*** Block opens ***

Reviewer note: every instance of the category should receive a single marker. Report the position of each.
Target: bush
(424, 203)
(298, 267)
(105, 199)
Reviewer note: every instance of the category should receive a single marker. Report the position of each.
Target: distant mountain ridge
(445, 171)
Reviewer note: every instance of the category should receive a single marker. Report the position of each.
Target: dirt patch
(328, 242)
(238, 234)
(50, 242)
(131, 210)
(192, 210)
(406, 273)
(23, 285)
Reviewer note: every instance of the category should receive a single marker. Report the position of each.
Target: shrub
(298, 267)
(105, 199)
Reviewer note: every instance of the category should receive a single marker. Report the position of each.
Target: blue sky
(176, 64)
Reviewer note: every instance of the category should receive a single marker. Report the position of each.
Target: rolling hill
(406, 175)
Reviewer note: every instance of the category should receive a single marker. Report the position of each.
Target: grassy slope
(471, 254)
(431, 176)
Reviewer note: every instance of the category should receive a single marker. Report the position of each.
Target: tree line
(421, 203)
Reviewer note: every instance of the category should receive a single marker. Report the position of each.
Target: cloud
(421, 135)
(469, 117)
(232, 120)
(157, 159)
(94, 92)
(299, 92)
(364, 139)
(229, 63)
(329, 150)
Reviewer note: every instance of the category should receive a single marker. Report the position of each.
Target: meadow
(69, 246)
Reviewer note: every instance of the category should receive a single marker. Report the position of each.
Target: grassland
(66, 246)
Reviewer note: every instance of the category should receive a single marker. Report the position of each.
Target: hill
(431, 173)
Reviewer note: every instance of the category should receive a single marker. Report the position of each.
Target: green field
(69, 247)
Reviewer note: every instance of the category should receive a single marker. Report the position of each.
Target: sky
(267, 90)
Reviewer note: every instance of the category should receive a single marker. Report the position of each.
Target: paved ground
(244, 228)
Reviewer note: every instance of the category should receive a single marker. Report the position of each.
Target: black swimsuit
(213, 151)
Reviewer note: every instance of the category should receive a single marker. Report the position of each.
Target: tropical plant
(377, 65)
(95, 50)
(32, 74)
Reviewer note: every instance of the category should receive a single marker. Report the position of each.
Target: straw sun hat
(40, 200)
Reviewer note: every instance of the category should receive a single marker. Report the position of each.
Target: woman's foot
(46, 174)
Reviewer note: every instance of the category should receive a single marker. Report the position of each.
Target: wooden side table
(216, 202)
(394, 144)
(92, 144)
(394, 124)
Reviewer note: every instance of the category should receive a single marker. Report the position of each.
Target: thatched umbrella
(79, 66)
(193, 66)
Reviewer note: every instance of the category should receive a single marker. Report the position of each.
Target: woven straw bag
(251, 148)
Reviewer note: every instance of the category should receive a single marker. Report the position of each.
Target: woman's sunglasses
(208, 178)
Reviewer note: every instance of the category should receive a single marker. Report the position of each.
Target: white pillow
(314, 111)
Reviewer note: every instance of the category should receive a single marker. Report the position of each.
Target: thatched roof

*** Block closes ***

**Goal of the exercise**: Transcribe each of the records above exactly.

**Solution to this exercise**:
Reviewer note: every instance of the category should receive a single marker. Report the position of each.
Target: bush
(424, 203)
(298, 267)
(105, 199)
Reviewer note: every instance of the category should receive a single marker. Report the position of each.
Target: distant mountain ridge
(445, 171)
Reviewer note: every instance of the category should receive a single marker. Report the position of each.
Target: dirt patch
(328, 242)
(238, 234)
(50, 242)
(131, 210)
(192, 210)
(406, 273)
(23, 285)
Reviewer note: every instance of the category should receive a single marker. Report the position of each.
Target: shrub
(298, 267)
(105, 199)
Reviewer note: every instance of the category should receive a single marker. Report the position of each.
Target: blue sky
(176, 64)
Reviewer note: every instance of the category should receive a single marker. Report the position of each.
Target: rolling hill
(406, 175)
Reviewer note: every instance of the category should receive a single marker. Report the position of each.
Target: grassy slope
(471, 254)
(431, 176)
Reviewer note: every instance of the category should receive a single marker. Report the position of each.
Target: tree line
(421, 203)
Reviewer note: every instance of the category should receive a single marker. Report the position of each.
Target: cloud
(421, 135)
(469, 117)
(232, 120)
(157, 159)
(94, 92)
(299, 92)
(364, 139)
(229, 63)
(329, 150)
Reviewer note: every instance of the category should receive a single marker. Report the position of each.
Target: meadow
(69, 246)
Reviewer note: every instance of the category should receive a single marker. Report the position of each.
Target: grassland
(66, 246)
Reviewer note: every instance of the category should receive a single marker. Report the position of each.
Target: hill
(431, 173)
Reviewer note: every instance of the category should receive a single marker. Report the position of each.
Target: green field
(69, 247)
Reviewer note: every instance of the category should receive a single marker. Report the position of each.
Target: sky
(267, 90)
Reviewer note: every instance of the category should receive a single marker. Report the position of each.
Target: paved ground
(244, 228)
Reviewer note: every instance of the category should receive a single marker. Report the position of each.
Target: black swimsuit
(213, 151)
Reviewer note: every instance of the category should receive a single marker. Report the position of each.
Target: tropical plant
(377, 65)
(95, 50)
(32, 74)
Reviewer note: every instance of the category should receive a single marker. Report the position of each.
Target: straw sun hat
(40, 200)
Reviewer note: every instance of the category should receive a single marker. Report the position of each.
Target: woman's foot
(46, 174)
Reviewer note: every instance of the category should receive a single marker. Report the position of each.
Target: wooden side table
(216, 202)
(394, 144)
(92, 144)
(394, 124)
Reviewer note: every instance of the category should receive a single marker. Report the position of each.
Target: thatched umbrella
(79, 66)
(193, 66)
Reviewer note: every instance of the category should receive a single marker. Report the position of each.
Target: woven straw bag
(251, 148)
Reviewer note: every instance of the category should receive a single marker. Report the position of each.
Target: woman's sunglasses
(208, 178)
Reviewer note: every instance of the category should receive a single marker. Report the position of each.
Target: white pillow
(314, 111)
Reviewer note: every instance of the category should receive a single marker. Report the position of each.
Target: thatched roof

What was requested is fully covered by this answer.